> **Questions**
1: In the text on crude oil breakdown, at what temperature did both Pseudomonas sp and Bacillus sp degrade the most bonny light oil?
2: Please go on with the text on crude oil breakdown, starting after its final sentence.

With regard to glucose levels, if they are extremely high, it means severe oxidation stress in fish. In addition to it, excessive total protein levels of fish specify water imbalance and damage of haemo-concentration. These are resulted by harmful components of crude oil and it would induce damage in cellular membrane, less fluidity in membrane and elimination of cell as well.

===Soil===
Isolates from coal power plant soil are being recognized as pseudomonas and show that they are able to “grow on both the aliphatic and aromatic fractions of petroleum". The aliphatic fraction accounts for the most of crude oil and it is easily broken down by species of pseudomonas. Concentration of naphthene and aromatics components of crude oil noticeably decreased, implying the catabolic flexibleness of pseudomonas isolates. Salam, Obayori, Akashoro, and Okogie say that with incubation of pseudomonas isolates at 1g/L concentration for 21days, 90% of BLCO was broken down which means almost all of aliphatic fragments were vanished and aromatic fragments remarkably decreased. Although there are some microorganisms which are able to degrade crude oil, pseudomonas group shows up as it is the most adaptable.

There are two main seasons which are dry and rainy in Nigeria. In the dry season, the temperature of soil varies between 30 and 45 °C, while it changes from 20 to 30 °C during the dry season. The ability of bacteria in soil to break down crude oil is remarkably affected by the average temperatures, pH, and nutrients in the soil that are quite different by seasons.

For the experiment that is conducted incubation of Pseudomonas sp and Bacillus sp at the different temperature from 20 to 44 °C and for different time from 6 to 24days, both of bacteria showed the highest amount of degradation of bonny light oil at 36 °C. The amount of degradation of crude oil diversified according to the temperature. For example, Pseudomonas sp which is incubated for 24days decomposed 59.1% and 67.6% of crude oil at 28 °C and 36 °C respectively. In the case of Bacillus sp, it broke down each 71.4% and 77.8% of crude oil at 28 °C and 36 °C. The lowest amount of crude oil was degraded at 44 °C by Pseudomonas sp and at 20 °C by Bacillus sp.

> **Data for review**

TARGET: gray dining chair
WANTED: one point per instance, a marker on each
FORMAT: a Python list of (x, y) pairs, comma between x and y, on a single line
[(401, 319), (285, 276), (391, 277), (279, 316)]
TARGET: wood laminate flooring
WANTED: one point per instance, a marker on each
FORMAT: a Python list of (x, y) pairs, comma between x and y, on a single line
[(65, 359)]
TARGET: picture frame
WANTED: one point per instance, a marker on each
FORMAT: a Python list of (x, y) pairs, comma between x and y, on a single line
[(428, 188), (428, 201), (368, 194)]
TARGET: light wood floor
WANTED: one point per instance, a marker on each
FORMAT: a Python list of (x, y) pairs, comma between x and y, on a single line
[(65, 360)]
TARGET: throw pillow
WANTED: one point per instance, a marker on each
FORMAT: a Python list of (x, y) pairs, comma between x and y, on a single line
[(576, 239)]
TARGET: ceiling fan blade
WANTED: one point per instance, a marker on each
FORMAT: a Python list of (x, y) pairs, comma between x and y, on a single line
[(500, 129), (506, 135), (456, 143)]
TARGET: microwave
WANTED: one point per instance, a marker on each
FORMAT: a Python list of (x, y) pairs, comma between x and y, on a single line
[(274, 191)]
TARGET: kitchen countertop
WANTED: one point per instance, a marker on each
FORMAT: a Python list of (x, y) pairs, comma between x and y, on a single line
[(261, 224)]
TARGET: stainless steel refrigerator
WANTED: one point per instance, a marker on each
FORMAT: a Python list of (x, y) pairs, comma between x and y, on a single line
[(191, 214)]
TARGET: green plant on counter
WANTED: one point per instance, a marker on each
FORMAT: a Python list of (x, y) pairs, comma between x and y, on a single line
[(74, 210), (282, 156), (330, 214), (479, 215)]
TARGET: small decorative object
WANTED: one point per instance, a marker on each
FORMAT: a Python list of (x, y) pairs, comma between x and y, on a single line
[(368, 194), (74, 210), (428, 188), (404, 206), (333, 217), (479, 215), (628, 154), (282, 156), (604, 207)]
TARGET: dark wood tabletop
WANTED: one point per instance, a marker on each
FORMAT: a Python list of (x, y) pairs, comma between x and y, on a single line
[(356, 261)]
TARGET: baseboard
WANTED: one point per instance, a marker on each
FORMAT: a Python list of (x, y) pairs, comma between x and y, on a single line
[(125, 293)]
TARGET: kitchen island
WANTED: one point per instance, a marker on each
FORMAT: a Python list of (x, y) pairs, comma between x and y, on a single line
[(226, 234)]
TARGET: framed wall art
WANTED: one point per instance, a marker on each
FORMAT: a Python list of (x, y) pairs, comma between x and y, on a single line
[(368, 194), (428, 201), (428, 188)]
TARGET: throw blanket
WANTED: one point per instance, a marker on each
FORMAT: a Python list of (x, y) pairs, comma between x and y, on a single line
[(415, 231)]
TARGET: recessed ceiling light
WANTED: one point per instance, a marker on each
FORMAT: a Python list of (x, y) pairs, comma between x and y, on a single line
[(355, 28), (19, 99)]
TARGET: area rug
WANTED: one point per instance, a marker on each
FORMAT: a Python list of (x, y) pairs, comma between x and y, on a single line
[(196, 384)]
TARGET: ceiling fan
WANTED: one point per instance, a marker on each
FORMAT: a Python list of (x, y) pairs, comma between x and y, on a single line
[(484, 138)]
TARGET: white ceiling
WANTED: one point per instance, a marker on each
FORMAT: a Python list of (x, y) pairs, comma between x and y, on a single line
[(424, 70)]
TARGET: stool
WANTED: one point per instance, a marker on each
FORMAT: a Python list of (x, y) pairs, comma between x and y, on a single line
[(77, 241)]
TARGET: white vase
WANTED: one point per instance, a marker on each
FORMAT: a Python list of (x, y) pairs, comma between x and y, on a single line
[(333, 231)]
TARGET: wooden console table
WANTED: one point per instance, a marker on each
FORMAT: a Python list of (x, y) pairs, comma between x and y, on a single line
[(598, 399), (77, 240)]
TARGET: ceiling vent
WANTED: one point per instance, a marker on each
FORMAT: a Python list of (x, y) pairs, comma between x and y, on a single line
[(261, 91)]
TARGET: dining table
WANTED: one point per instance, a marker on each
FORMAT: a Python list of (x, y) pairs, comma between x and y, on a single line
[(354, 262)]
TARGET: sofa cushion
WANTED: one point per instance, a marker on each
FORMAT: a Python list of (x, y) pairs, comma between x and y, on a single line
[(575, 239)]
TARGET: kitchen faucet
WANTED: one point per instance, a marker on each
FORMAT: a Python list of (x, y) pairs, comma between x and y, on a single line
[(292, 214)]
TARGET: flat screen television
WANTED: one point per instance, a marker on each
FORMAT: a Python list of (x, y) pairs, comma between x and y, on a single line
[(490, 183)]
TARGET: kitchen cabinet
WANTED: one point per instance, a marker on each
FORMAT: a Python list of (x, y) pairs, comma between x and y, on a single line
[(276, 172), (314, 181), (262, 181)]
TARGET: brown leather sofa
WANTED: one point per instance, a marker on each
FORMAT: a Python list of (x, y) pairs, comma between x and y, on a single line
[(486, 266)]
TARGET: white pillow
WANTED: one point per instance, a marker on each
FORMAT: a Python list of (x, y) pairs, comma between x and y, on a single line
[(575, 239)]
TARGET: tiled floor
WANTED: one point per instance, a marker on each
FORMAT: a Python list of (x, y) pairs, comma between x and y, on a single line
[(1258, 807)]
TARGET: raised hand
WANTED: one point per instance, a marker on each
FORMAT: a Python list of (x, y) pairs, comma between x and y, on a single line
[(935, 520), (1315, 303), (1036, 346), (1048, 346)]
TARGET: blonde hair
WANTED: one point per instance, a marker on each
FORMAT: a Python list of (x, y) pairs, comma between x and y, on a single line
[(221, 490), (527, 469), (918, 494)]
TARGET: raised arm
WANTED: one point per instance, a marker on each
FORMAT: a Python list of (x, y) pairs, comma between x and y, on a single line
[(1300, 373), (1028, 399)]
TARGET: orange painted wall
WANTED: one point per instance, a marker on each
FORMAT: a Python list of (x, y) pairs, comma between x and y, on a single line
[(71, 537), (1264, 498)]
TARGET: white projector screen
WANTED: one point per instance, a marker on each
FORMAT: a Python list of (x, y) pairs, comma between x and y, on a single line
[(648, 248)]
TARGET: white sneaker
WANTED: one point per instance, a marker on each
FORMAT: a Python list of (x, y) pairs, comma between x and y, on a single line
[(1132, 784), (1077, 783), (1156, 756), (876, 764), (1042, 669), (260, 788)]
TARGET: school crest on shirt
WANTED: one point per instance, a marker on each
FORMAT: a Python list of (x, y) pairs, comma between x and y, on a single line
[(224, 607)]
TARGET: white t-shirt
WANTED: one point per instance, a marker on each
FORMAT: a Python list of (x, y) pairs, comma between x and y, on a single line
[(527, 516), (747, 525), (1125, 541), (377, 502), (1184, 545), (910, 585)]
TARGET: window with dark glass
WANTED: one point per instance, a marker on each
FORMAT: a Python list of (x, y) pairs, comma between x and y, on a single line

> **Exercise answers**
1: 36 °C

2:
Exposure of both bacteria to the crude oil at 28 °C for 14days showed a different level of BLCO degradation depending on pH level. At pH 7.0, the largest degree of crude oil degradation was seen by Bacillus sp, while Pseudomonas sp decayed BLCO the most at pH 7.4. After its peak decomposition of crude oil, the level of degradation decreased drastically no matter how high pH was.
The abilities of decomposition differ but it has proved that some bacteria in soil are capable of biodegradation of bonny light oil. Therefore, those bacteria can contribute to purifying soil that are polluted by crude oil.

===Tadpole===
The tadpoles of African clawed frog were treated with 10,20, or 30 ppm of Water soluble fraction (WSF), Water insoluble fraction (WIF), and whole crude (WC). Although the exposure to these substances did not cause death, the weights of the tadpoles were affected. After being released for two weeks, whole crude or its WSF aroused weight loss in the tadpoles. In the case of WIF, weight loss happened only when 30 ppm of it was exposed to the tadpoles. In contrast to it, when tadpoles were contacted with WC or its fractions for four weeks, all the tadpoles lost their weight. The weight loss of tadpoles suggests the harmful effect of chemicals and a high Malondialdehyde (MDA) level indicates tissue damage of tadpoles.

After four weeks of exposure, the level of MDA remarkably increased in the proportion to the amount of crude oil, and liquid peroxidation was the highest in the tadpoles which are treated with WSF. Compared to two weeks of exposure, the activities of antioxidant enzymes, such as SOD and glutathione reductase (GR), were reduced in week 4.